Written exercise 1 ->
Reproduce everything in the differential discussion below from "I saw the worm" down to "test the set-up.", copying it word for word.
Written exercise 2 ->
In the differential discussion below, how did the cost of the Power Trax compare with that of the worm gear type?
* START Article *
Hi Jim, exactly what I was looking for. I probably going to opt for rear disc. Also what are your thoughts on wormgear type posi vs the locker?


----------



## PontiacJim (Dec 29, 2012)

64Lemans1 said:


> Hi Jim, exactly what I was looking for. I probably going to opt for rear disc. Also what are your thoughts on wormgear type posi vs the locker?


I did some research before choosing the Power Trax Locker. I read many posts were the factory Ford locker was harsh on the street and could be loud as it grabbed/released. But, I did not want the posi units with friction clutches and need for posi additives.

I saw the worm gear (helical) style posi and it looks like a fine alternative, but I chose the Power Trax because it still worked as a locker does without the harshness - it is smoother. I read that some still get the clicking noise going around corners as the unit disengages and slips. But, my guess is with a lumpy cam & loud exhaust you are not going to hear it. The cost was cheaper than the worm gear type. Installation is straight forward and simple. I did email Power Trax to make sure it would handle my HP/TQ out of my 455 and they said no problem, so I went with it. I won't know if I made the right choice until I get the car on the road and test the set-up.






No-Slip Traction System - PowerTrax







www.powertrax.com


----------



## lust4speed (Jul 5, 2019)

The nice thing about Ford units is the parts aren't too hard to pick up.
* END Article *
* START Data records *
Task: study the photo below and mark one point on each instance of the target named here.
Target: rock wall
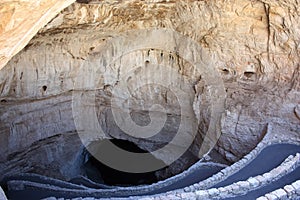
(254, 46)
(21, 20)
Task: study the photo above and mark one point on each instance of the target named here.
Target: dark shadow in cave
(101, 173)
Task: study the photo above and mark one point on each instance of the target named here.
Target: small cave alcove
(99, 172)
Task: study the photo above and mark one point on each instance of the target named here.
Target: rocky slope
(253, 45)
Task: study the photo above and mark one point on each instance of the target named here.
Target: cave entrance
(101, 173)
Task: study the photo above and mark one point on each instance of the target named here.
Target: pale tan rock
(255, 46)
(21, 20)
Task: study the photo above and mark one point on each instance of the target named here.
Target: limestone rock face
(21, 20)
(253, 45)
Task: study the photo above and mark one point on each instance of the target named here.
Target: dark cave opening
(99, 172)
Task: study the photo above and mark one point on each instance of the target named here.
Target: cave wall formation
(255, 46)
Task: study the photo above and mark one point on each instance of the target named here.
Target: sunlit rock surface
(254, 46)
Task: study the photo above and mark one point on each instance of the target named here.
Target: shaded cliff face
(252, 45)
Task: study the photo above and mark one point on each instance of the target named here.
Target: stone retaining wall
(288, 192)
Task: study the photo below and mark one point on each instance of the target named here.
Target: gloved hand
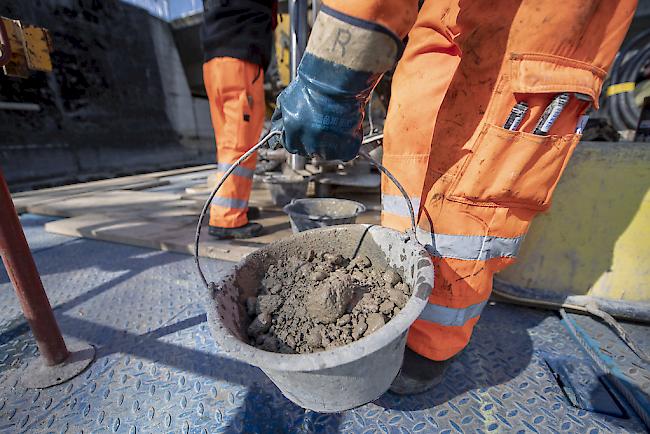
(322, 109)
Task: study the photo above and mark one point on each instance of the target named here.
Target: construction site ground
(113, 256)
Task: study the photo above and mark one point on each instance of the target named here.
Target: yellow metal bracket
(24, 48)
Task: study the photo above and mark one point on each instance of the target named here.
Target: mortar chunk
(268, 303)
(359, 328)
(361, 262)
(375, 322)
(318, 275)
(397, 296)
(251, 306)
(328, 302)
(386, 307)
(270, 343)
(260, 325)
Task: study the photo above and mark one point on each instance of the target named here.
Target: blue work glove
(322, 109)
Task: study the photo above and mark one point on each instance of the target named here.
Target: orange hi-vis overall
(235, 90)
(475, 185)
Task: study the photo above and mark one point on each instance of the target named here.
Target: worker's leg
(478, 186)
(236, 94)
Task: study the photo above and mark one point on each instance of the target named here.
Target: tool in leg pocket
(550, 115)
(516, 116)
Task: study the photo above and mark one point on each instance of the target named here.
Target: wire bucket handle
(362, 153)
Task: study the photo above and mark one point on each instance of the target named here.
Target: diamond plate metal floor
(158, 369)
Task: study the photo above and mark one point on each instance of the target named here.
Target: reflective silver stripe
(228, 202)
(239, 170)
(449, 316)
(469, 247)
(396, 204)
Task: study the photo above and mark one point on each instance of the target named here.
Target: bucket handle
(216, 188)
(251, 151)
(365, 155)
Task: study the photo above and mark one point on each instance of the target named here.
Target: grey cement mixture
(322, 301)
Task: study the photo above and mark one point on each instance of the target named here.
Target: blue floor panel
(159, 370)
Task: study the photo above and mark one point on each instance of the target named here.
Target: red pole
(22, 271)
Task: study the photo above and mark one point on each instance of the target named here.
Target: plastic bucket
(345, 377)
(305, 214)
(285, 188)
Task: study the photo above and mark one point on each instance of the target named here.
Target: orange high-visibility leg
(236, 93)
(476, 185)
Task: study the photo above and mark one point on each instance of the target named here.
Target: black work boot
(418, 374)
(249, 230)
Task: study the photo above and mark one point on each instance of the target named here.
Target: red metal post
(22, 271)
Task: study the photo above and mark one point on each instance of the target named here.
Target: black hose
(629, 62)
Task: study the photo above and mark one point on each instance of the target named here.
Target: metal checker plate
(158, 369)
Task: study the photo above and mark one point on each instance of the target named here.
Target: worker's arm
(351, 45)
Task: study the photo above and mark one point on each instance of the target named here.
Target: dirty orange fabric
(235, 91)
(476, 186)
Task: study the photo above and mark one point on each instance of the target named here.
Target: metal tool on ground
(306, 214)
(285, 187)
(57, 363)
(550, 115)
(344, 377)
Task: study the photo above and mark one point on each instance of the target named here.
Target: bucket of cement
(305, 214)
(339, 378)
(285, 188)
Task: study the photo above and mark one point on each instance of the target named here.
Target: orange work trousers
(235, 90)
(475, 185)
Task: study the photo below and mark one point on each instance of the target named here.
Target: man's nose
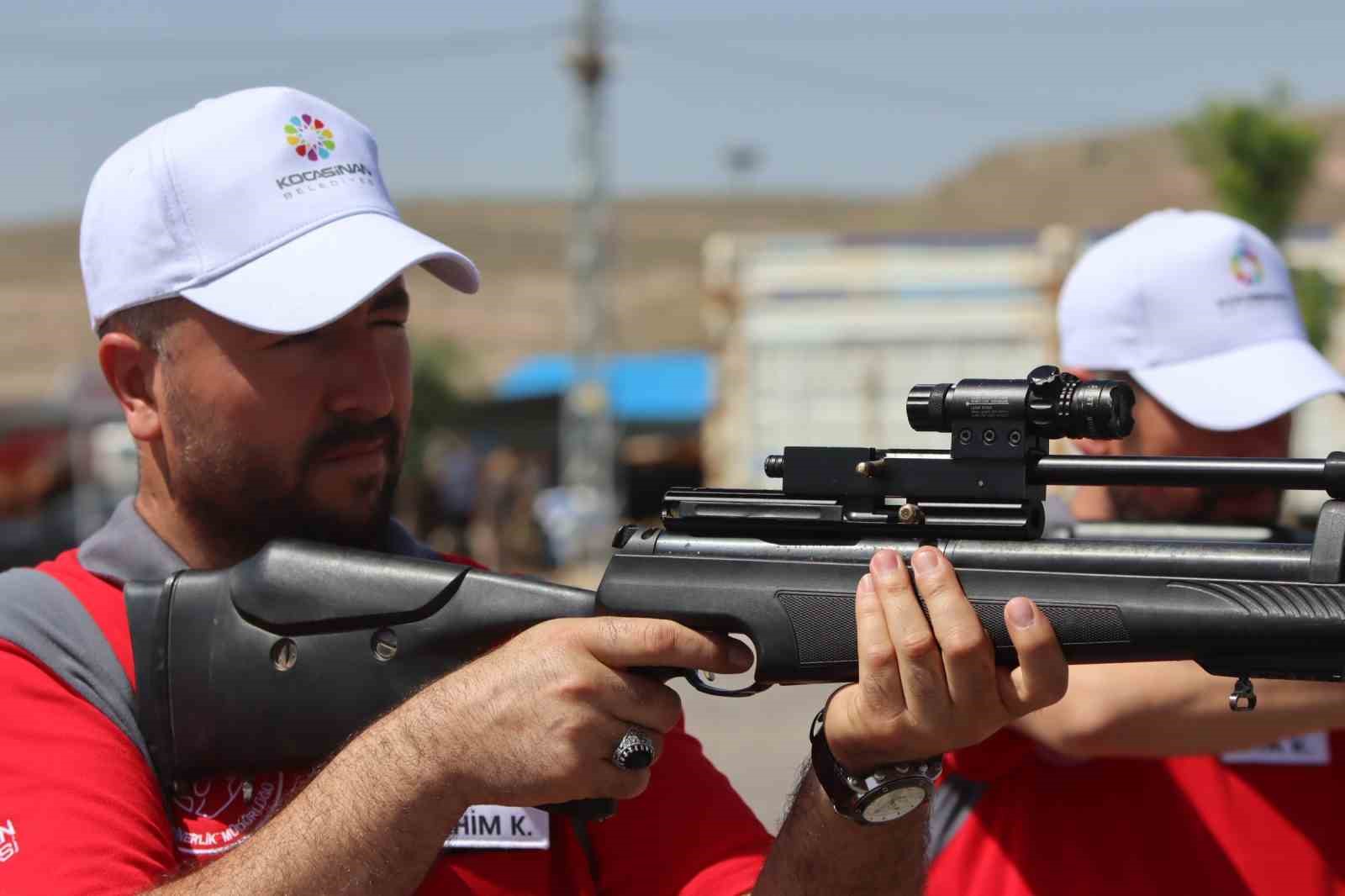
(360, 383)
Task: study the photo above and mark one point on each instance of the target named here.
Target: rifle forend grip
(800, 615)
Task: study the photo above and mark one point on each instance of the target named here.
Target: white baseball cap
(1200, 309)
(264, 206)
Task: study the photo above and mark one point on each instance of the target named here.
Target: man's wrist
(852, 752)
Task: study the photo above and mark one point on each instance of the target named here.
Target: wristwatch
(880, 795)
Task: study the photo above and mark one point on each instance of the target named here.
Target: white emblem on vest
(1313, 748)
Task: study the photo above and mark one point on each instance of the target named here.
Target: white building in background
(820, 336)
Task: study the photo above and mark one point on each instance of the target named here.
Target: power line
(378, 46)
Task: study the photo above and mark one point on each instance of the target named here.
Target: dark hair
(147, 323)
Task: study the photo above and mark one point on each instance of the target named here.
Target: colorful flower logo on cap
(309, 138)
(1247, 266)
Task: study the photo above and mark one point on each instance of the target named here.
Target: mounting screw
(284, 654)
(910, 514)
(383, 643)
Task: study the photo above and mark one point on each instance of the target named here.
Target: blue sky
(471, 98)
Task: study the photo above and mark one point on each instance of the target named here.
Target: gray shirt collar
(127, 549)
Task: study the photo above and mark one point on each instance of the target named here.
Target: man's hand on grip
(931, 685)
(537, 720)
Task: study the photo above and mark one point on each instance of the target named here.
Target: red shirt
(81, 810)
(1126, 826)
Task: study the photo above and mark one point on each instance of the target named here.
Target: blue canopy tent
(657, 387)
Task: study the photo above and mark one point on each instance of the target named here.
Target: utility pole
(588, 434)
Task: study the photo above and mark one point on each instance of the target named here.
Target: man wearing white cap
(242, 264)
(1141, 781)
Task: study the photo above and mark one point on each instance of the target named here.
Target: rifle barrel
(1282, 472)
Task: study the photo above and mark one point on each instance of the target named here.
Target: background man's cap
(262, 206)
(1200, 308)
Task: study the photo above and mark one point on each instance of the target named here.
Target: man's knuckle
(963, 643)
(918, 645)
(659, 636)
(880, 656)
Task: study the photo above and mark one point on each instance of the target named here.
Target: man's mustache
(346, 432)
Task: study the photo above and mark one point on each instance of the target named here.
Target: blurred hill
(1091, 181)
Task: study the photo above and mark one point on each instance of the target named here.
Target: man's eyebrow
(392, 299)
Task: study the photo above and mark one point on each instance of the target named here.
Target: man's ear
(129, 369)
(1094, 447)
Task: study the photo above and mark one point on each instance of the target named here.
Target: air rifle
(277, 661)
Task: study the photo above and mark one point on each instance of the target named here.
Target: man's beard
(239, 499)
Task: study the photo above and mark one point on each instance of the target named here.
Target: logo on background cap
(309, 138)
(1247, 266)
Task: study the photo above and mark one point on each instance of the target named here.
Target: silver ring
(634, 751)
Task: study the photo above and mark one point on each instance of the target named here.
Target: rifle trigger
(1243, 700)
(697, 680)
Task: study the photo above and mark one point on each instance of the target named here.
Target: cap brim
(1243, 387)
(320, 276)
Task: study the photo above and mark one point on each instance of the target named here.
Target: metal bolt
(383, 643)
(284, 654)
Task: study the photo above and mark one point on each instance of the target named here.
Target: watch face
(894, 802)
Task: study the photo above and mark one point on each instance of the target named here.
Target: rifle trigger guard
(696, 678)
(1243, 700)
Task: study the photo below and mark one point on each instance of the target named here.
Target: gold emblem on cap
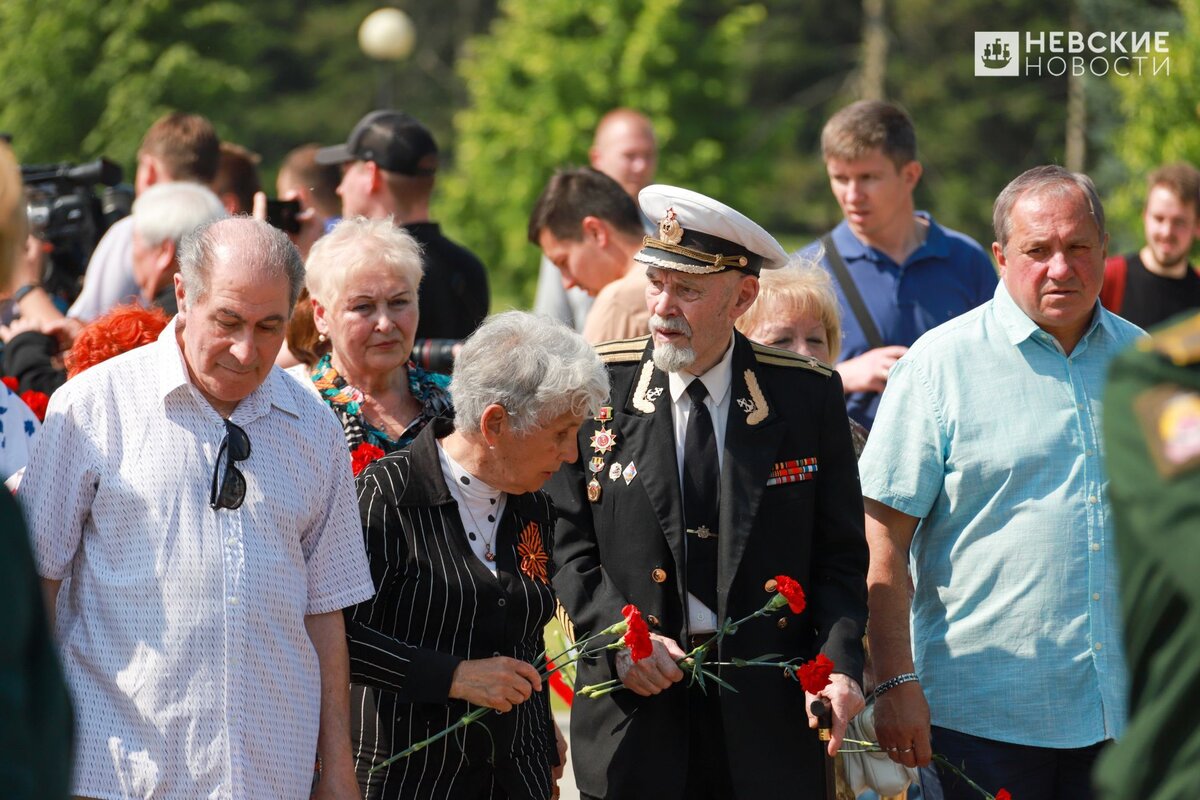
(670, 229)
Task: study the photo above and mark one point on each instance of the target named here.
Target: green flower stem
(942, 761)
(874, 747)
(581, 651)
(463, 721)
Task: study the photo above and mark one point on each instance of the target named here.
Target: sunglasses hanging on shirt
(229, 485)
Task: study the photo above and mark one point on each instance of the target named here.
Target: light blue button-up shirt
(990, 434)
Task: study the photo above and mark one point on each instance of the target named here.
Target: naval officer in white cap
(717, 465)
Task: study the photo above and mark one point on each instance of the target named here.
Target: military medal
(604, 440)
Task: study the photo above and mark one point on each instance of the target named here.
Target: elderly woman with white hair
(364, 277)
(459, 537)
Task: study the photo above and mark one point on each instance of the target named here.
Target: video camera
(65, 211)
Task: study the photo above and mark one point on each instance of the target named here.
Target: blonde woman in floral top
(364, 278)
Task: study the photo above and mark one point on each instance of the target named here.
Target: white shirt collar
(717, 380)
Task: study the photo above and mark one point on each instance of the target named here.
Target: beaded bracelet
(892, 683)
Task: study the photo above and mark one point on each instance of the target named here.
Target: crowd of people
(297, 504)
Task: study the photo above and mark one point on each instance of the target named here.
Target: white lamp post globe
(387, 35)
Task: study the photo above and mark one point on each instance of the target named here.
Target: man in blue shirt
(910, 274)
(985, 461)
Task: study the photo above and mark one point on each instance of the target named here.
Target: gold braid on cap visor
(711, 263)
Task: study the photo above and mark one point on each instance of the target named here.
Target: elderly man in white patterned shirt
(202, 504)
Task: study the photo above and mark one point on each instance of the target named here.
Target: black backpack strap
(853, 298)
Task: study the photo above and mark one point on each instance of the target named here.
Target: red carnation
(815, 674)
(364, 455)
(637, 636)
(36, 403)
(791, 591)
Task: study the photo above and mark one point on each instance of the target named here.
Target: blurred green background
(513, 89)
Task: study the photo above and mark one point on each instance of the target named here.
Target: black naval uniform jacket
(628, 547)
(436, 606)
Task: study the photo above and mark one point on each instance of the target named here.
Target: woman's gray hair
(1043, 180)
(532, 365)
(169, 211)
(258, 248)
(357, 242)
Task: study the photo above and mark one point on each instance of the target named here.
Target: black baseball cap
(393, 139)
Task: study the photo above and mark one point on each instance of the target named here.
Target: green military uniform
(1152, 435)
(35, 710)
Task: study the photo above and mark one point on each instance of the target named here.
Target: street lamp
(387, 35)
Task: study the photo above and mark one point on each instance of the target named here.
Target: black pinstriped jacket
(436, 606)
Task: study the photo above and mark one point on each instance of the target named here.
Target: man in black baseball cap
(394, 140)
(388, 170)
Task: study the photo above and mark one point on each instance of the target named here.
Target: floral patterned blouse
(365, 440)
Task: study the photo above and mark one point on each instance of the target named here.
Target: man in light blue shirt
(897, 272)
(984, 468)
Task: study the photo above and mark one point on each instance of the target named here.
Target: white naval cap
(702, 236)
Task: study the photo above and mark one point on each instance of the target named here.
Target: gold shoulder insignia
(1180, 342)
(622, 349)
(778, 358)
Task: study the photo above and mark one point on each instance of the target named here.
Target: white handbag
(873, 771)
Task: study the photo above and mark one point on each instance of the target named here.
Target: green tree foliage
(1159, 122)
(546, 73)
(84, 78)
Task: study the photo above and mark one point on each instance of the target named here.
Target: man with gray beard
(718, 465)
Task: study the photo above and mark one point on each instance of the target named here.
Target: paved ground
(567, 786)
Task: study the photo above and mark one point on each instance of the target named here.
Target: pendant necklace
(489, 553)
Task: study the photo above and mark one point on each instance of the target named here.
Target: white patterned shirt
(183, 629)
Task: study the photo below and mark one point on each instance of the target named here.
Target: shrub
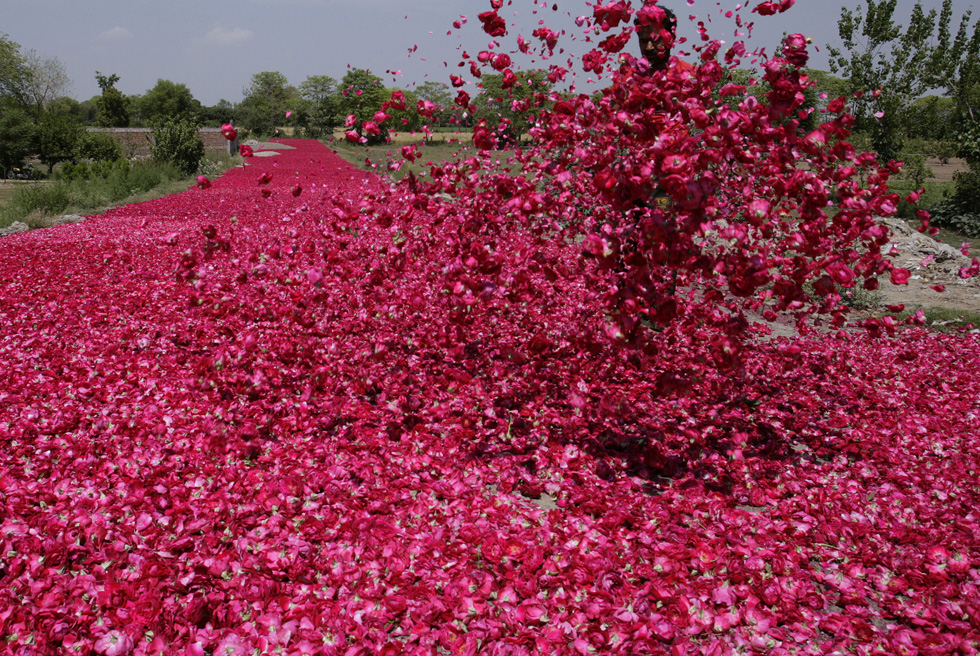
(961, 212)
(178, 143)
(47, 198)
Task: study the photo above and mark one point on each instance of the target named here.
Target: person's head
(656, 28)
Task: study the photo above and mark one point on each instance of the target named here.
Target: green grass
(431, 154)
(34, 202)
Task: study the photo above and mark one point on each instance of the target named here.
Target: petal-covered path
(222, 431)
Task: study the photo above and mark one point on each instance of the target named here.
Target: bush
(46, 198)
(178, 143)
(71, 171)
(961, 212)
(99, 147)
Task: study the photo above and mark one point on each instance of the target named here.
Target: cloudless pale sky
(215, 46)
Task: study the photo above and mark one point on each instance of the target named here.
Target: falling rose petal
(900, 276)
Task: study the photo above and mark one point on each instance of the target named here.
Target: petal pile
(234, 424)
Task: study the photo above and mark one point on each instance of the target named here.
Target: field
(283, 414)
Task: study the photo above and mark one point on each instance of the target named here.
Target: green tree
(362, 94)
(68, 106)
(168, 100)
(177, 142)
(98, 146)
(218, 114)
(112, 109)
(266, 102)
(516, 106)
(46, 80)
(58, 138)
(14, 74)
(440, 94)
(891, 65)
(17, 137)
(321, 92)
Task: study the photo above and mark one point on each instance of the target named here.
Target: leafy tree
(47, 79)
(177, 142)
(513, 106)
(13, 74)
(17, 137)
(440, 94)
(112, 107)
(58, 138)
(69, 107)
(362, 94)
(90, 110)
(321, 92)
(218, 114)
(99, 147)
(265, 103)
(408, 119)
(932, 117)
(168, 100)
(891, 65)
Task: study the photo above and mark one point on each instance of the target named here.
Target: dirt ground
(944, 172)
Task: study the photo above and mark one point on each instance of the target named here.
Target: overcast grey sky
(215, 46)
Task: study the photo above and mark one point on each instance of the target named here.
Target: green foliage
(961, 212)
(323, 115)
(932, 117)
(219, 114)
(168, 100)
(515, 107)
(58, 138)
(903, 63)
(86, 188)
(265, 103)
(98, 146)
(915, 169)
(177, 142)
(14, 74)
(43, 197)
(112, 108)
(17, 136)
(362, 94)
(449, 114)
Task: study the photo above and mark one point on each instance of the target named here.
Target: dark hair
(671, 19)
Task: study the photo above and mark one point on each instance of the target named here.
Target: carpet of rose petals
(297, 410)
(246, 423)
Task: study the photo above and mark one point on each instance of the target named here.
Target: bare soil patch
(945, 172)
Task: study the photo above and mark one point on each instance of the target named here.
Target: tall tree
(891, 65)
(59, 136)
(361, 94)
(510, 104)
(17, 137)
(47, 79)
(265, 103)
(112, 106)
(321, 92)
(168, 100)
(13, 73)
* END Data records *
Correct result 1 ->
I saw the worm gear (helical) style posi and it looks like a fine alternative, but I chose the Power Trax because it still worked as a locker does without the harshness - it is smoother. I read that some still get the clicking noise going around corners as the unit disengages and slips. But, my guess is with a lumpy cam & loud exhaust you are not going to hear it. The cost was cheaper than the worm gear type. Installation is straight forward and simple. I did email Power Trax to make sure it would handle my HP/TQ out of my 455 and they said no problem, so I went with it. I won't know if I made the right choice until I get the car on the road and test the set-up.

Correct result 2 ->
The Power Trax was cheaper than the worm gear type.